## Exercise text

┌────────

Greenblatt: Sovereignty tied to setting aside land for Palestinian state

Former envoy says as per US plan, sovereignty "comes with commitment to set aside a certain area for eventual, potential Palestinian state."

Arutz Sheva Staff ,

Jason Greenblatt
Jason Greenblatt
Esti Dezibov/TPS

Jason Greenblatt, former US envoy to the Middle East, told Efi Triger of Galei Tzahal on Thursday that any Israeli declaration of sovereignty over parts of Judea and Samaria had to be linked to "a commitment to set aside a certain area of land for the eventual, potential Palestinian state."

Greenblatt asserted that the Trump peace plan was unique from previous peace plans in that it placed demands on the Palestinians.

"There's a lot of criteria before the Palestinians become a state, if it ever happens. I think that's what differentiates the plan we released from some of the past efforts. There are things that have to be solved before you begin a discussion on what a Palestinian state should look like.

"Will it happen? Can Israel can extend sovereignty? The answer is yes, but under the peace plan that we released, that comes with a commitment to set aside a certain area of land for the eventual, potential Palestinian state.

"But again, it's important to stress that that Palestinian state is not the one that people vaguely talk about or one that doesn't come with a responsible leadership. There are a lot of criteria for [the Palestinians] to establish a state, as there should be."

└────────

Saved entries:
┌────────

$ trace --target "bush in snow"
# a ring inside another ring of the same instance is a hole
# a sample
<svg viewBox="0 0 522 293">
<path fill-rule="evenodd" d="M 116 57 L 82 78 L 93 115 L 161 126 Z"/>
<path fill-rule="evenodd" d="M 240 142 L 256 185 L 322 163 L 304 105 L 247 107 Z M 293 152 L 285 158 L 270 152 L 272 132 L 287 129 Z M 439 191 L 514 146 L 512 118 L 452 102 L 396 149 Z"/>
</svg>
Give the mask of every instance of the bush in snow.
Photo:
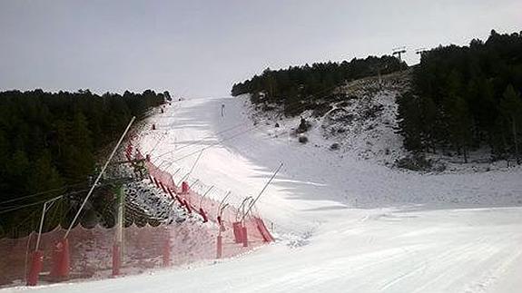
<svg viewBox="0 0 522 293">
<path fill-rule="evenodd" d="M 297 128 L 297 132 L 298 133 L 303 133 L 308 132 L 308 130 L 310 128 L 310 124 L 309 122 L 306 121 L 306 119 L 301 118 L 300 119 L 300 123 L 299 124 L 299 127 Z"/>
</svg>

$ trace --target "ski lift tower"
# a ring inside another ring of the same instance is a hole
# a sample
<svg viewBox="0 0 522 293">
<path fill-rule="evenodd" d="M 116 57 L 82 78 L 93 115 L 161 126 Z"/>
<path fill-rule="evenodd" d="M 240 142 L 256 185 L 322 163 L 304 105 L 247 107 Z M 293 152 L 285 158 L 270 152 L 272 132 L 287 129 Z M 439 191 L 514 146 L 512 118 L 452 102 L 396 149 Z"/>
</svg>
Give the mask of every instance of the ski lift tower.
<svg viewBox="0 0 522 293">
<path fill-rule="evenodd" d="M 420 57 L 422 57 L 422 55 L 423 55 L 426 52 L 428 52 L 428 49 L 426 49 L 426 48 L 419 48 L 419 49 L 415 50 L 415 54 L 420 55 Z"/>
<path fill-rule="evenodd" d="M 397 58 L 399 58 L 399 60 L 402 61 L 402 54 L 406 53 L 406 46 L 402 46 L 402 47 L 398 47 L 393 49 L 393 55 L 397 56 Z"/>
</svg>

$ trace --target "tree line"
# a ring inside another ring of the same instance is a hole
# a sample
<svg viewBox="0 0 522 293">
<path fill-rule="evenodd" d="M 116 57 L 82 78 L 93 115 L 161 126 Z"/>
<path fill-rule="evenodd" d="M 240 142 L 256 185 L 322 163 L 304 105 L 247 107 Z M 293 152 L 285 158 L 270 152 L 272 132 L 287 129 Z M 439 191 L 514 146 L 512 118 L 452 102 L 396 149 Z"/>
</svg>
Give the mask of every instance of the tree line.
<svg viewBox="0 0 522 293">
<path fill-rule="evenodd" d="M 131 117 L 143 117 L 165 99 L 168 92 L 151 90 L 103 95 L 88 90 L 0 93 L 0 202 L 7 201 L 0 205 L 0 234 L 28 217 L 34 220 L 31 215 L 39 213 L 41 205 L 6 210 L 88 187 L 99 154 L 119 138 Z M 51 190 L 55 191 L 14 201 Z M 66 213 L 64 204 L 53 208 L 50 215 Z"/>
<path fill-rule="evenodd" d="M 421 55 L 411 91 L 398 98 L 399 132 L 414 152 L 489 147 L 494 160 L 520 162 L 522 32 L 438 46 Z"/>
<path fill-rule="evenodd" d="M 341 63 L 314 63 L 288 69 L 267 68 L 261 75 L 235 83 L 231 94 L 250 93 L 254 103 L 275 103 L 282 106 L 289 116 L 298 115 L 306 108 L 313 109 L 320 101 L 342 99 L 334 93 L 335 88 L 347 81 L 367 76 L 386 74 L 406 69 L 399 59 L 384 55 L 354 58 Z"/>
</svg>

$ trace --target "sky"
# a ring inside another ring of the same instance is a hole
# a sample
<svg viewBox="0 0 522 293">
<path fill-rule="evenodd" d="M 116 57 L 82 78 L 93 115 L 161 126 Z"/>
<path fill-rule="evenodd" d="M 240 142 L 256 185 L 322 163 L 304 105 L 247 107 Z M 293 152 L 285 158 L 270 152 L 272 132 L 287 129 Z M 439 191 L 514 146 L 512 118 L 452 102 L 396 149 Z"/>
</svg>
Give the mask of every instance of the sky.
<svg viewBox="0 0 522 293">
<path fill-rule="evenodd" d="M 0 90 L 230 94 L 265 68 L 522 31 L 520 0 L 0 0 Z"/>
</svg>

└────────
┌────────

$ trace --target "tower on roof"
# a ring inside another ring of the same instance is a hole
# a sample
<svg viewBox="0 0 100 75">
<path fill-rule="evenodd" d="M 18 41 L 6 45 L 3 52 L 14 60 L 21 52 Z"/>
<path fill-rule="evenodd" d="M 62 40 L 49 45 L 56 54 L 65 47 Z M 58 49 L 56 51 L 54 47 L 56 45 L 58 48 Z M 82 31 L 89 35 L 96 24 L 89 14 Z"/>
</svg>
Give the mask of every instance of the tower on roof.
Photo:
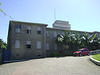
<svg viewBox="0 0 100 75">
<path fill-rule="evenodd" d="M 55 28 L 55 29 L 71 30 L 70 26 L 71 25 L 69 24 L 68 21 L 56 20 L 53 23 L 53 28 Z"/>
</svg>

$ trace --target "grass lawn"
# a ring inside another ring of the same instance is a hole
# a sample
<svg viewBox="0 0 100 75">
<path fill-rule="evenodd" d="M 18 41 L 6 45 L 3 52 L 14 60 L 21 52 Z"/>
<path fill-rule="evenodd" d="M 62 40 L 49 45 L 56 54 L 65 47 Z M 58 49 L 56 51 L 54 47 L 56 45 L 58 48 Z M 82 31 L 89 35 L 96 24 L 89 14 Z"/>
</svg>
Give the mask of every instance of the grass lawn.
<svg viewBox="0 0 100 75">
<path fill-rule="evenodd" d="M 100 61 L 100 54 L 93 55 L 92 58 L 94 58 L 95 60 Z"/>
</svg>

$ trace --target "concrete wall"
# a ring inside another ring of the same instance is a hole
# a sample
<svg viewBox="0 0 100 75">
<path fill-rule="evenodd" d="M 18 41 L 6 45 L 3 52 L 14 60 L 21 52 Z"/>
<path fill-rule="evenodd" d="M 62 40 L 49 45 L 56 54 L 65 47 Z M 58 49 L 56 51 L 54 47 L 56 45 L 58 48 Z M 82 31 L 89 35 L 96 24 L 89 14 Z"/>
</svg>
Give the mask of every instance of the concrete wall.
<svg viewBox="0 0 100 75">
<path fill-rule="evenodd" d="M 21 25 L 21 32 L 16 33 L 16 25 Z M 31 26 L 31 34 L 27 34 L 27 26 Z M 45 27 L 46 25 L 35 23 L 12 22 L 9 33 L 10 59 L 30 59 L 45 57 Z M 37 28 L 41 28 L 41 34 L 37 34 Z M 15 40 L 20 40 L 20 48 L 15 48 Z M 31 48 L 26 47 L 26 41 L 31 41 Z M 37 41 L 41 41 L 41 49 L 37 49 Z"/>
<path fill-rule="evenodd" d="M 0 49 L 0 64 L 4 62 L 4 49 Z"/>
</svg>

└────────

## Exercise
Can you carry the news article about Jason Greenblatt's sovereignty remarks further, starting right after its final quoted sentence? The rows have nothing to do with this exercise.

## Exercise response
He hinted that ongoing disputes between Netanyahu and Gantz have pushed off sovereignty, noting that, "The peace plan that we released back in January does contemplate the application of Israeli law, and I'm sure that once the Israeli government decides what it wants to do, it will do it in coordination with the White House, which I think is the right approach."

Greenblatt also noted that, "The peace effort during the next couple of months is going to be extremely challenging obviously, with COVID and the economic crisis, and the Palestinian leadership rejecting the Trump peace plan even before it was released. It's a bumpy road, but nothing has ever been smooth on the peace file, and I think we have to just keep trying. I hope the White House and Israeli government keep trying, and I hope the Palestinian leadership comes to its senses, because I think the plan we presented is a realistic and implementable plan."